For this exercise, print the listing below exactly, without its pictures.

**Data supplied:**
────────────────
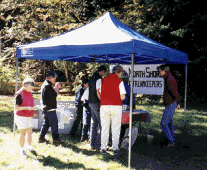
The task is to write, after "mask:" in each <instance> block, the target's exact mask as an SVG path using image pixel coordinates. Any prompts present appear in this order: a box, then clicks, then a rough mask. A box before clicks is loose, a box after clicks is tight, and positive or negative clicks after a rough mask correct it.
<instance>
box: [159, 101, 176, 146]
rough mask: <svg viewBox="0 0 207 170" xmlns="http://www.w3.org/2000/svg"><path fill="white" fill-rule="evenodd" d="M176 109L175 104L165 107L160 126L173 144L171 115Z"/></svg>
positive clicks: (174, 137)
mask: <svg viewBox="0 0 207 170" xmlns="http://www.w3.org/2000/svg"><path fill="white" fill-rule="evenodd" d="M176 107H177V102H174V103H172V104H170V105H166V106H165V110H164V113H163V116H162V120H161V123H160V126H161V128H162V131H163V132H164V134H165V136H166V137H167V139H168V140H169V141H170V143H172V144H175V135H174V125H173V113H174V111H175V109H176Z"/></svg>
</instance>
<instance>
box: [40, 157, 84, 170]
mask: <svg viewBox="0 0 207 170" xmlns="http://www.w3.org/2000/svg"><path fill="white" fill-rule="evenodd" d="M37 160H38V161H39V162H42V163H43V165H44V166H50V167H54V168H56V169H67V168H68V169H86V168H85V166H84V165H83V164H80V163H78V162H72V163H71V162H69V161H68V162H62V161H61V160H59V159H57V158H54V157H51V156H47V157H45V156H44V155H38V159H37Z"/></svg>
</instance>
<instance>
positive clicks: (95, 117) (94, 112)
mask: <svg viewBox="0 0 207 170" xmlns="http://www.w3.org/2000/svg"><path fill="white" fill-rule="evenodd" d="M89 107H90V109H91V148H100V147H101V119H100V104H99V103H89ZM98 130H100V132H98Z"/></svg>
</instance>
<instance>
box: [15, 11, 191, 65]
mask: <svg viewBox="0 0 207 170" xmlns="http://www.w3.org/2000/svg"><path fill="white" fill-rule="evenodd" d="M132 54H134V55H135V57H134V62H135V63H139V64H157V63H169V64H170V63H172V64H173V63H179V64H187V62H188V55H187V54H185V53H183V52H180V51H178V50H175V49H172V48H169V47H167V46H165V45H162V44H160V43H158V42H156V41H153V40H151V39H150V38H147V37H146V36H143V35H142V34H140V33H138V32H136V31H135V30H133V29H131V28H130V27H128V26H126V25H124V24H123V23H122V22H120V21H119V20H118V19H117V18H116V17H114V16H113V15H112V14H111V13H110V12H106V13H105V14H104V15H102V16H101V17H99V18H97V19H96V20H94V21H92V22H90V23H88V24H86V25H84V26H82V27H79V28H77V29H74V30H72V31H69V32H66V33H63V34H60V35H58V36H55V37H52V38H49V39H45V40H41V41H38V42H34V43H30V44H26V45H21V46H19V47H17V54H16V57H17V58H26V59H38V60H67V61H77V62H93V61H95V62H101V63H121V64H125V63H126V64H129V63H131V55H132Z"/></svg>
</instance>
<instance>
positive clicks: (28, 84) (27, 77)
────────────────
**Your solution:**
The task is to write, after "mask:" in each <instance> block, the target's exact mask as an SVG path using image pixel coordinates. Any prompts present appear in this order: a box, then clicks, then a rough mask. A box before clicks is loose, a box after clicks is tight, and positive or negative clicks after a rough mask correct it.
<instance>
box: [159, 101, 176, 146]
rough mask: <svg viewBox="0 0 207 170" xmlns="http://www.w3.org/2000/svg"><path fill="white" fill-rule="evenodd" d="M176 109L175 104L165 107L160 126L173 144L171 115Z"/></svg>
positive clicks: (174, 137)
mask: <svg viewBox="0 0 207 170" xmlns="http://www.w3.org/2000/svg"><path fill="white" fill-rule="evenodd" d="M176 107H177V102H174V103H172V104H170V105H166V106H165V110H164V113H163V116H162V120H161V123H160V126H161V128H162V131H163V132H164V134H165V136H166V137H167V139H168V140H169V141H170V143H172V144H175V135H174V125H173V113H174V111H175V109H176Z"/></svg>
</instance>
<instance>
box: [40, 157, 84, 170]
mask: <svg viewBox="0 0 207 170" xmlns="http://www.w3.org/2000/svg"><path fill="white" fill-rule="evenodd" d="M37 160H38V161H39V162H42V163H43V165H44V166H50V167H54V168H56V169H67V168H68V169H86V168H85V166H84V165H83V164H80V163H78V162H72V163H71V162H69V161H68V162H62V161H61V160H59V159H57V158H54V157H51V156H47V157H45V156H44V155H38V159H37Z"/></svg>
</instance>
<instance>
positive clicks: (95, 117) (94, 112)
mask: <svg viewBox="0 0 207 170" xmlns="http://www.w3.org/2000/svg"><path fill="white" fill-rule="evenodd" d="M89 107H90V109H91V148H100V147H101V119H100V104H99V103H89ZM98 130H100V132H98Z"/></svg>
</instance>
<instance>
box: [15, 11, 191, 65]
mask: <svg viewBox="0 0 207 170" xmlns="http://www.w3.org/2000/svg"><path fill="white" fill-rule="evenodd" d="M132 54H134V55H135V57H134V62H135V63H139V64H157V63H169V64H170V63H172V64H173V63H179V64H187V62H188V55H187V54H185V53H183V52H180V51H178V50H175V49H172V48H169V47H167V46H165V45H162V44H160V43H158V42H156V41H153V40H151V39H150V38H147V37H146V36H143V35H142V34H140V33H138V32H136V31H135V30H133V29H131V28H130V27H128V26H126V25H124V24H123V23H122V22H120V21H119V20H118V19H117V18H116V17H114V16H113V15H112V14H111V13H110V12H106V13H105V14H104V15H102V16H101V17H99V18H97V19H96V20H94V21H92V22H90V23H88V24H86V25H84V26H82V27H79V28H77V29H74V30H72V31H69V32H66V33H63V34H60V35H58V36H55V37H52V38H49V39H45V40H41V41H38V42H34V43H30V44H26V45H21V46H19V47H17V54H16V57H17V58H26V59H38V60H67V61H77V62H93V61H95V62H101V63H121V64H125V63H126V64H129V63H131V55H132Z"/></svg>
</instance>
<instance>
positive clicks: (28, 84) (27, 77)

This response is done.